#### PROVIDED DATA

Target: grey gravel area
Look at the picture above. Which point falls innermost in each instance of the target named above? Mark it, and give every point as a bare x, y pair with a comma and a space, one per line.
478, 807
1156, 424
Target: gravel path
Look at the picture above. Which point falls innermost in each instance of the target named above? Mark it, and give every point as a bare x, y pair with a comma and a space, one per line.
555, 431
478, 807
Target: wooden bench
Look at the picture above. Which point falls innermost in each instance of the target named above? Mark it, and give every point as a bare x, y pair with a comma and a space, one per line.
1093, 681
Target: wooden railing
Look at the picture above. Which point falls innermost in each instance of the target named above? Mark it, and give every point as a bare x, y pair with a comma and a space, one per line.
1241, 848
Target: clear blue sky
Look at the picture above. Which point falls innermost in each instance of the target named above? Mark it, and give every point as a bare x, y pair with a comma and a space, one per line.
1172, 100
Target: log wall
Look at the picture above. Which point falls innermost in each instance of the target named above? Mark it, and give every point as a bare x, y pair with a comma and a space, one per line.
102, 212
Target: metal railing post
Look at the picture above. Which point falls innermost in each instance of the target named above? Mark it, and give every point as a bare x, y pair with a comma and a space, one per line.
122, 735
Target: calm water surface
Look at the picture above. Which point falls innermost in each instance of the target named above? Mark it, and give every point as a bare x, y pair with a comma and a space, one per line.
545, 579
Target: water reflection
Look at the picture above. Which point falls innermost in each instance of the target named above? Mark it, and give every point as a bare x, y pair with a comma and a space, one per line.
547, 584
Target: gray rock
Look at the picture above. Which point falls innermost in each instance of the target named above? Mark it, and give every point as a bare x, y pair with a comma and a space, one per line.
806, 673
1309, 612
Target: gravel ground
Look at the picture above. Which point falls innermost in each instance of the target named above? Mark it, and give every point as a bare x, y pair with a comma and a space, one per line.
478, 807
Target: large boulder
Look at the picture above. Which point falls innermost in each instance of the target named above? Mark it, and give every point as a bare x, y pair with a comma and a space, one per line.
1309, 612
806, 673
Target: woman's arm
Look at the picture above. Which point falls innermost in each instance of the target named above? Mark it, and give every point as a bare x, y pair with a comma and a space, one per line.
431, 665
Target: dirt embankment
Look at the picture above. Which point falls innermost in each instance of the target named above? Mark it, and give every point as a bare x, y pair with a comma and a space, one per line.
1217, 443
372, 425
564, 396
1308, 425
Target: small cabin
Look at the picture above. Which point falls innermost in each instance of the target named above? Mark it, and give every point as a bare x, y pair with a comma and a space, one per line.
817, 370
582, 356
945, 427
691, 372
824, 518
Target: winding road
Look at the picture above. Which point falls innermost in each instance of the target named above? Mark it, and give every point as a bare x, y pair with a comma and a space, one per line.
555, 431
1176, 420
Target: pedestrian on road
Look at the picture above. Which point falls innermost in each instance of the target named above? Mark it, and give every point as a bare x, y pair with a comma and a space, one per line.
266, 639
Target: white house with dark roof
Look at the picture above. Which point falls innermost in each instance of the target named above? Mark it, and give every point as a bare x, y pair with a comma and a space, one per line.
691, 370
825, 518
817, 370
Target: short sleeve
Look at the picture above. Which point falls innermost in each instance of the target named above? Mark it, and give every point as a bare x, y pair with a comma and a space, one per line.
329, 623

########

### WHAT THE EXERCISE ASKS
This exercise calls for every record above to be written out again exactly.

### SOLUTION
Target: grey gravel area
Look at the picture above. Which point falls innermost in each instance of the target named above? Mark it, and give every point as a bare x, y pair with a comma and a space, one per line.
478, 807
1156, 424
Target: gravel path
Look at the picture above. Which point falls innermost in each instance of the target named above? Mark it, and give every point as a bare x, y pair with a comma and a space, one per line.
555, 431
478, 807
Target: wooden bench
Look at the picture above. Which point falls innermost in each instance of the target named above? Mark it, and give every point as a bare x, y pair with a comma and a space, one per line.
1093, 681
Target: wooden railing
Look at the picture above. Which point falls innermost in each instance of the target named above? Mark it, and give every point as a bare x, y pair with a comma and a space, one per line.
1241, 848
Target: clear blue sky
Look at the picture above. Which point falls innermost in each instance of the target named above? Mark it, and give every point as a bare x, y pair with a comma and a space, one per line.
1172, 100
Target: log wall
Look at the picture above. Which point falls innermost in each instance of the target named above? Mark it, and give every point as a bare x, y pair with a comma and a space, one per line.
102, 212
Target: metal railing post
Look at the picture above. Which point falls innermost in each instance of the target named above? Mark it, and give every point as a bare x, y pair with a comma and a space, one per line.
122, 735
Target: calm water surface
Look at the picture above. Which point falls innermost in each instance of the target named above? Mark it, and give every point as a bare x, y pair with a comma and a space, one per line.
545, 579
Target: water reflection
Look at the picture above. Which point falls innermost in each instance of the target named above? Mark it, and give every point as a bare x, y pair with a comma and a space, one per line.
547, 584
Target: gray rock
Look at the picture above. Which point falls innermost in each instance of the target named above? Mark it, and give every point as a bare x, y pair with a comma and a space, one per line.
806, 673
1309, 612
Target: gravel ground
Look at the picture above. Which point falls innermost in each instance of the target named above? Mark it, and give every point as a bare x, y pair with a comma and a space, one per line.
478, 807
Target: large boulder
Look at the picture above. Which point falls innermost in each instance of the target named above? Mark it, and give every point as a bare x, y pair with a comma and a space, one per line.
1309, 612
806, 673
Target: woman's arm
Look at the picture above. Which point falls innermost in each instance of the target named above? Mark it, and give every point as a bare x, y pair with a comma and a space, one per line.
431, 665
Target: dirt embankment
Look at the picture above. Which point falls innermost in each instance of the target named above? Mark it, and give every point as a bare x, y pair with a comma and a space, one per line.
1217, 443
372, 425
564, 396
1308, 425
Target: small cabin
Look at the picture above. Which point falls innermost in each instance of the target named above? Mark it, and give every point as a bare x, y pair with a comma and a space, one per line.
817, 370
582, 356
945, 427
691, 372
824, 518
Target: winding road
Look at the picture above. Which point falls innermost in each instance of the target named above? Mark it, and give every point as a bare x, y pair with a comma and a space, one per line.
555, 431
1176, 420
Target: pedestrian on road
Look at the picture above. Which point falls innermost in each instance of the target named above? Mark it, and give every point as a bare x, y pair with a comma and a space, one per line.
266, 639
Target: white house with dark roof
Look at the picture above. Which point falls innermost in each instance of the target named above? Mark it, and give every point as a bare x, y pair with a comma and a space, one per line.
691, 370
825, 518
817, 370
Target: short sleeve
Look at the picture above. Which point falls innermost in each instance of the target named above? Mark it, and give every point as a bare x, y pair with a comma and a space, one per line.
329, 623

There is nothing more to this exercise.